>> begin Information provided
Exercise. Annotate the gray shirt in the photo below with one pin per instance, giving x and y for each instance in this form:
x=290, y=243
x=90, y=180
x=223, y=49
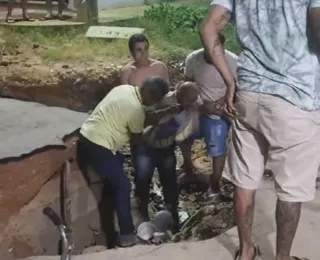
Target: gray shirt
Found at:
x=275, y=58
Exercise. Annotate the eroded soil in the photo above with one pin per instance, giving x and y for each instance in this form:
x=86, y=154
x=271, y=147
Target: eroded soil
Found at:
x=80, y=86
x=75, y=85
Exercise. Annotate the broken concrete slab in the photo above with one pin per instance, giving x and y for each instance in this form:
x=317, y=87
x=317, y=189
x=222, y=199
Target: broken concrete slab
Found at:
x=112, y=32
x=223, y=246
x=28, y=126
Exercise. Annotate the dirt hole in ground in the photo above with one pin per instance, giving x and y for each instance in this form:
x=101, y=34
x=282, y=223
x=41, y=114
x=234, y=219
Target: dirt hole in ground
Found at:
x=31, y=184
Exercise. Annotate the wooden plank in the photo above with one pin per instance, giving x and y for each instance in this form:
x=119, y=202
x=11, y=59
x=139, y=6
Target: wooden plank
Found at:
x=112, y=32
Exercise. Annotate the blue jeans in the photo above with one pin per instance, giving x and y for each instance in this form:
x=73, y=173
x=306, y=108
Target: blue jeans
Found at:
x=110, y=168
x=215, y=133
x=145, y=160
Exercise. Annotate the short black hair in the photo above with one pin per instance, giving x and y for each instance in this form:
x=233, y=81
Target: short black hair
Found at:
x=222, y=38
x=156, y=86
x=135, y=38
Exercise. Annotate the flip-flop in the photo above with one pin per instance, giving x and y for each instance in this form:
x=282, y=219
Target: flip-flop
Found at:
x=45, y=18
x=10, y=20
x=256, y=255
x=28, y=19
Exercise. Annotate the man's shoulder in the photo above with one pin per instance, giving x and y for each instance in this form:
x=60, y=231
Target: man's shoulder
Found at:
x=194, y=54
x=158, y=64
x=128, y=67
x=231, y=55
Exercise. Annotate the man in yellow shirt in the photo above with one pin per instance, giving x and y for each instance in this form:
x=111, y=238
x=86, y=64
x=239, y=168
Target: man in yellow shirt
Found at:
x=118, y=119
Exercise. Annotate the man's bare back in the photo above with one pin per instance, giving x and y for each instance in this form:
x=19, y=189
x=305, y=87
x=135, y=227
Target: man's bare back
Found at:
x=142, y=66
x=135, y=76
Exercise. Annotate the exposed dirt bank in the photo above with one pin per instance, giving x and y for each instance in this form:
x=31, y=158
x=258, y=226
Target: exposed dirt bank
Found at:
x=77, y=86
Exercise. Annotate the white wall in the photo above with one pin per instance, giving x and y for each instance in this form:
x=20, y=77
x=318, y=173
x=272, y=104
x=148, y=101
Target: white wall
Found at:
x=105, y=4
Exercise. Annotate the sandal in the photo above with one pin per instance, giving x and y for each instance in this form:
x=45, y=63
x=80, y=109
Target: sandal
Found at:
x=256, y=255
x=46, y=18
x=28, y=19
x=10, y=20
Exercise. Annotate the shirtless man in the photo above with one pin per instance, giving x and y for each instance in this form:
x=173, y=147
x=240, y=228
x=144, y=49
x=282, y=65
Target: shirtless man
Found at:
x=25, y=17
x=49, y=15
x=142, y=66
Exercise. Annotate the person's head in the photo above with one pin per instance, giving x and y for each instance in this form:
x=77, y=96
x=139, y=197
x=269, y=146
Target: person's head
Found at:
x=187, y=93
x=153, y=90
x=205, y=52
x=139, y=47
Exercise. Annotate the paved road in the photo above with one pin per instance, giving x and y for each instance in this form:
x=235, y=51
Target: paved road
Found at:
x=223, y=246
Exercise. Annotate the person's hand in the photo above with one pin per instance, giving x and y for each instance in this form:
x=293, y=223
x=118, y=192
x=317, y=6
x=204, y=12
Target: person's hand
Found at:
x=175, y=108
x=229, y=107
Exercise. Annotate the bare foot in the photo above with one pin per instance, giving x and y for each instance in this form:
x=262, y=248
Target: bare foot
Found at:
x=185, y=179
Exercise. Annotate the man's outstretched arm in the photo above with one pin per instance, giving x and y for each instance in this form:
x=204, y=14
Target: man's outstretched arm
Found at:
x=314, y=22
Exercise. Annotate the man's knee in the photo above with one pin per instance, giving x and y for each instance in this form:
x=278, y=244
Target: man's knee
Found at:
x=143, y=169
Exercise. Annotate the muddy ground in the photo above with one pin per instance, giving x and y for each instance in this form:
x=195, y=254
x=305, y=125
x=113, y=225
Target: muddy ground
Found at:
x=80, y=86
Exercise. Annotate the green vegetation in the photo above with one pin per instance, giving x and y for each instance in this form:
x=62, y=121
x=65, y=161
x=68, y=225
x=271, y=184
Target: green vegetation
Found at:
x=172, y=31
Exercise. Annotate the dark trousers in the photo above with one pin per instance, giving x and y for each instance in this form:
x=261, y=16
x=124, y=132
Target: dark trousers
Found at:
x=110, y=168
x=145, y=160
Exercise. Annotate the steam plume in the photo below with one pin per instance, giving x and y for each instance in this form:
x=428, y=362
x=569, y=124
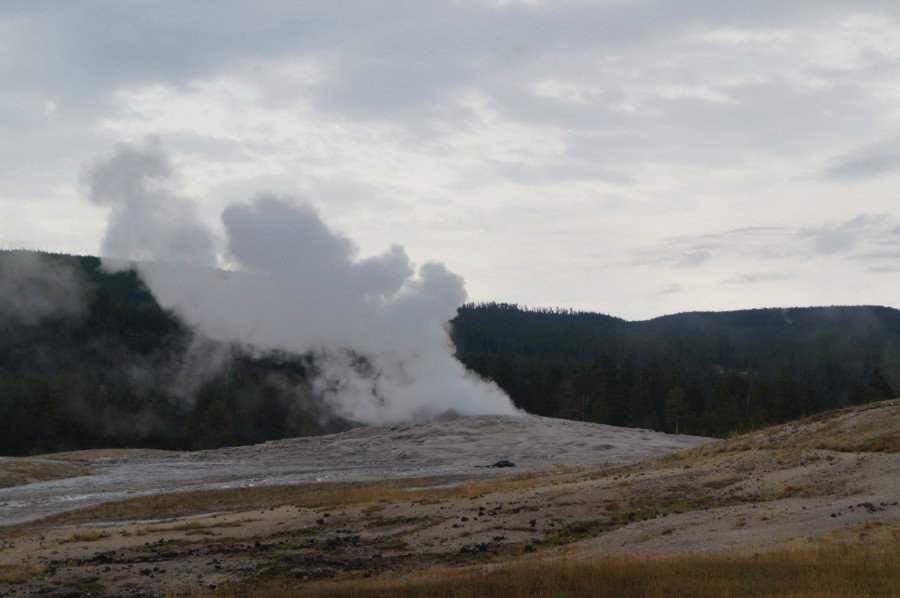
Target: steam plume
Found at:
x=376, y=325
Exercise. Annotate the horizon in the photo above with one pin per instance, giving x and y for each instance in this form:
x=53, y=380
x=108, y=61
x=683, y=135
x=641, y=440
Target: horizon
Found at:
x=638, y=159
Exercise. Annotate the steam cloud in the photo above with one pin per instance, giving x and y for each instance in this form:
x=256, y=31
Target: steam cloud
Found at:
x=376, y=325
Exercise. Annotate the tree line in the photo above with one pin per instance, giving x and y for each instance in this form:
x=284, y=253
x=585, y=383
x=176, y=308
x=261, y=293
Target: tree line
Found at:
x=700, y=373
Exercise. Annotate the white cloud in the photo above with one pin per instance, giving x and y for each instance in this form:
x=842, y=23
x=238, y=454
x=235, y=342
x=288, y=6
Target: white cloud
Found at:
x=471, y=131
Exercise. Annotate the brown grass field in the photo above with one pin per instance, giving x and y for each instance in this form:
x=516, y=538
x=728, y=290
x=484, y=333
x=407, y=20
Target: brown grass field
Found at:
x=808, y=508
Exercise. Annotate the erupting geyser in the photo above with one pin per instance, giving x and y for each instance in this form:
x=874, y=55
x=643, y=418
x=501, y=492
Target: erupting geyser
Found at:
x=377, y=326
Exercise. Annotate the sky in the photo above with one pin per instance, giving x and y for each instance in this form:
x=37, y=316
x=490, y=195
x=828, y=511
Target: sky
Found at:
x=633, y=158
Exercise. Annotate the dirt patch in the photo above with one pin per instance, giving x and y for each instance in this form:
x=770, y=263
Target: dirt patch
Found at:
x=749, y=493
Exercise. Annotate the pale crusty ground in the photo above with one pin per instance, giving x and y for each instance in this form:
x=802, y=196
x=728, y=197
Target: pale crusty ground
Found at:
x=607, y=491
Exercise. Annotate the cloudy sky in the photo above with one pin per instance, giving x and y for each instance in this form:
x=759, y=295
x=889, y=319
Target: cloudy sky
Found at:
x=634, y=157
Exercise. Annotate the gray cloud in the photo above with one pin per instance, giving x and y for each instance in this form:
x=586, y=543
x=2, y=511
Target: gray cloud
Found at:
x=864, y=166
x=752, y=278
x=693, y=259
x=146, y=220
x=376, y=326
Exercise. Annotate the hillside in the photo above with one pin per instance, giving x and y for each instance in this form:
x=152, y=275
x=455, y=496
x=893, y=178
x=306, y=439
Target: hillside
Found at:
x=88, y=359
x=704, y=373
x=805, y=508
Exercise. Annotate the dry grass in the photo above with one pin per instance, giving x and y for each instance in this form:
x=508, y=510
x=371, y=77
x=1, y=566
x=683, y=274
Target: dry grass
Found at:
x=822, y=571
x=85, y=535
x=18, y=574
x=323, y=495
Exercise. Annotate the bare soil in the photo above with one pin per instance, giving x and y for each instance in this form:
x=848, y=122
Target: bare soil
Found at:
x=406, y=498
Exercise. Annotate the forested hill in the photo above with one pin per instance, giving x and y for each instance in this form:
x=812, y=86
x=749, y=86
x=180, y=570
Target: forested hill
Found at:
x=707, y=373
x=88, y=359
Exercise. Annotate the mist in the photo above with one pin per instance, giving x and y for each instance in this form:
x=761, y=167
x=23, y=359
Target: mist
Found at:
x=376, y=327
x=35, y=288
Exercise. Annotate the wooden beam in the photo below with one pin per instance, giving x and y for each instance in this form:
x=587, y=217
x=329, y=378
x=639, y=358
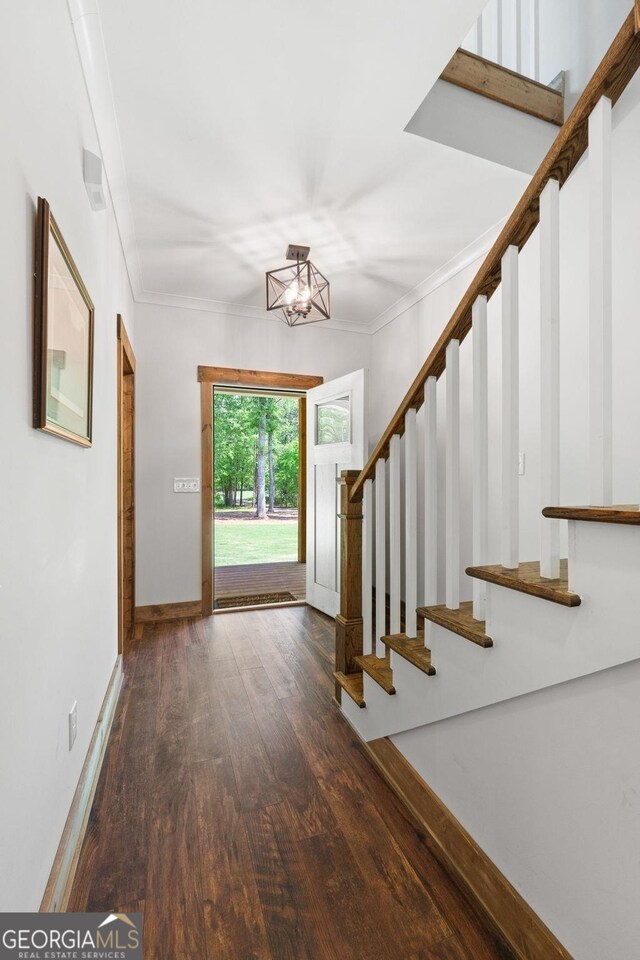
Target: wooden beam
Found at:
x=258, y=378
x=523, y=929
x=474, y=73
x=610, y=79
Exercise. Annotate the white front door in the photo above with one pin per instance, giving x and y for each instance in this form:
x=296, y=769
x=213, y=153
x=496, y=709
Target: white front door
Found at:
x=335, y=442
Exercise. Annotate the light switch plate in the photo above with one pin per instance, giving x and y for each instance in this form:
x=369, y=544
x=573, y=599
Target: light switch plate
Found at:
x=186, y=484
x=73, y=724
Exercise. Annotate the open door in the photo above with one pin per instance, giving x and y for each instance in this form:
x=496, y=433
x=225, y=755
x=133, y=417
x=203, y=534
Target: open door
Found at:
x=335, y=442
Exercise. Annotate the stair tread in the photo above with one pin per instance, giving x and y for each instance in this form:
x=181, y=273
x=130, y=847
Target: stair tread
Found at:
x=411, y=649
x=619, y=513
x=379, y=669
x=353, y=684
x=526, y=579
x=459, y=621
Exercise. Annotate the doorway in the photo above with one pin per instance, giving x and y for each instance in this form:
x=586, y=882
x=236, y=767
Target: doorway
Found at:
x=253, y=487
x=126, y=493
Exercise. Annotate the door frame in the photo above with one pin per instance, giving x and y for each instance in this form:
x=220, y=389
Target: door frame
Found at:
x=126, y=487
x=209, y=378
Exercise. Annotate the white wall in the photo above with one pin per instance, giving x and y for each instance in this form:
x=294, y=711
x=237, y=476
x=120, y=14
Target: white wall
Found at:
x=173, y=342
x=549, y=786
x=58, y=611
x=548, y=783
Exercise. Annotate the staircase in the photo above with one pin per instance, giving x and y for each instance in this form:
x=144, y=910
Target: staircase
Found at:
x=530, y=624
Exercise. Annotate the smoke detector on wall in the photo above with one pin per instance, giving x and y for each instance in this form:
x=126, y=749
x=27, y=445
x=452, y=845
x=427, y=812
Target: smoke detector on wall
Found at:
x=93, y=170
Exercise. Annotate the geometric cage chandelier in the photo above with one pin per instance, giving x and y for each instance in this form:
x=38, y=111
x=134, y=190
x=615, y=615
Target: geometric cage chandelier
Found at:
x=298, y=290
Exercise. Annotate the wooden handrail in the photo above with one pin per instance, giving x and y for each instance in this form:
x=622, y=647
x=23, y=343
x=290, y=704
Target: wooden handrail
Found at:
x=610, y=79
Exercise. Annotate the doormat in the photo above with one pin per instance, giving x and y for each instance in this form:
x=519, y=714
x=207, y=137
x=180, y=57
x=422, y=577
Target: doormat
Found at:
x=254, y=600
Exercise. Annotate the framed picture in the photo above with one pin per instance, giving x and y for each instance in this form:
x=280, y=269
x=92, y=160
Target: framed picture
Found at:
x=63, y=338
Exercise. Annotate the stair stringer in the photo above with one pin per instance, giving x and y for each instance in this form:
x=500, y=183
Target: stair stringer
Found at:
x=537, y=643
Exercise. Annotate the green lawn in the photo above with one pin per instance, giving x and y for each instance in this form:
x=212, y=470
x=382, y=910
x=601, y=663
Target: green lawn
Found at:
x=242, y=541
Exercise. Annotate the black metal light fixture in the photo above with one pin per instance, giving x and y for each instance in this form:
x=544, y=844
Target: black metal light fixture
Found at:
x=300, y=291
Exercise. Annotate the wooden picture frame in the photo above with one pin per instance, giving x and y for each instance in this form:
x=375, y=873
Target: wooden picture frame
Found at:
x=63, y=338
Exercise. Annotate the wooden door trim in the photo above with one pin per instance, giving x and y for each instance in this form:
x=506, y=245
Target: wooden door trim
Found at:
x=206, y=495
x=258, y=378
x=208, y=377
x=126, y=368
x=302, y=480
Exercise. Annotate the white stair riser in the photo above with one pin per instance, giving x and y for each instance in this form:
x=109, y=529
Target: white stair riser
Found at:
x=537, y=643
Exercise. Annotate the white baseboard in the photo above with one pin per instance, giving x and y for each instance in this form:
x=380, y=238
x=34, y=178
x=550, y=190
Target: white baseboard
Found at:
x=58, y=890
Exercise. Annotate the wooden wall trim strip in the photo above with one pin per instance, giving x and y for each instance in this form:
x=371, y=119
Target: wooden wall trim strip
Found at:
x=63, y=871
x=517, y=923
x=610, y=79
x=258, y=378
x=126, y=365
x=126, y=345
x=206, y=496
x=474, y=73
x=159, y=612
x=302, y=480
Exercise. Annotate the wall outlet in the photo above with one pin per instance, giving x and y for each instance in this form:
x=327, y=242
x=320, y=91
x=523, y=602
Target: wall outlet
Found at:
x=186, y=484
x=73, y=724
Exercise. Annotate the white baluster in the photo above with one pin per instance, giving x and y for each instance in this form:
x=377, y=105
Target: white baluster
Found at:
x=510, y=409
x=600, y=372
x=410, y=523
x=480, y=452
x=452, y=492
x=477, y=37
x=367, y=568
x=532, y=40
x=395, y=533
x=431, y=493
x=550, y=375
x=381, y=555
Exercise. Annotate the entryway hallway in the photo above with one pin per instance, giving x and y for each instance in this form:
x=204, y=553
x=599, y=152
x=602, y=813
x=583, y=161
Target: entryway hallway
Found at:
x=240, y=814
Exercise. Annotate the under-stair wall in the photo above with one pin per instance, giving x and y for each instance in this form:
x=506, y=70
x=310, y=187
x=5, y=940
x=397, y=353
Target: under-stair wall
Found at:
x=548, y=782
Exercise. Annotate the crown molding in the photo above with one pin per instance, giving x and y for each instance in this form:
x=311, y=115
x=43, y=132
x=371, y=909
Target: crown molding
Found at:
x=474, y=251
x=87, y=27
x=241, y=310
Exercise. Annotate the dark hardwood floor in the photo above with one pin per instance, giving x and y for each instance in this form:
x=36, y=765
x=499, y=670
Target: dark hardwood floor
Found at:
x=237, y=810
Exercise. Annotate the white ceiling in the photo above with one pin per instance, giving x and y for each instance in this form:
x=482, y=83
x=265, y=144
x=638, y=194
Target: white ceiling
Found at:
x=249, y=124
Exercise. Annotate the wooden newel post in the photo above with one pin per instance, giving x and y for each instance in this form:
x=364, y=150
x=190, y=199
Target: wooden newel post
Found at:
x=349, y=620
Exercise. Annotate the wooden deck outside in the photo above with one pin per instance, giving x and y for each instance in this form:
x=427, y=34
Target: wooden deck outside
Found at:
x=255, y=578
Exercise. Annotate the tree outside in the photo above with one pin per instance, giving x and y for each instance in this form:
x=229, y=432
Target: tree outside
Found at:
x=256, y=478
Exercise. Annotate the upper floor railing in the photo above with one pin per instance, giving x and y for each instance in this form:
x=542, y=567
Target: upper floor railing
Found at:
x=375, y=556
x=508, y=32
>> end Information provided
Copy the rows above word for word, beginning at the line that contains "Exercise. Annotate the open" and stopping after the line that contains "x=209, y=378".

Exercise. Annotate the open door in the photo above with one pin per instance, giving x and y for each instance in this form:
x=496, y=433
x=225, y=755
x=133, y=417
x=203, y=534
Target: open door
Found at:
x=335, y=442
Exercise. Annotate the stair tread in the photo above with one pin per instance, giving x and y for each instance in this form:
x=181, y=273
x=130, y=847
Target: stair tread
Found at:
x=411, y=649
x=619, y=513
x=379, y=669
x=353, y=684
x=526, y=579
x=459, y=621
Exercise. Annotate the doorway in the photo above with one pin per instance, giving x and y for each instance in this form:
x=586, y=882
x=236, y=767
Target: doorway
Found at:
x=253, y=487
x=126, y=493
Exercise. Annotate the door frame in the photo above with one pin per instance, giving x and y for each instance in this form:
x=220, y=389
Target: door frame
Found at:
x=126, y=487
x=209, y=378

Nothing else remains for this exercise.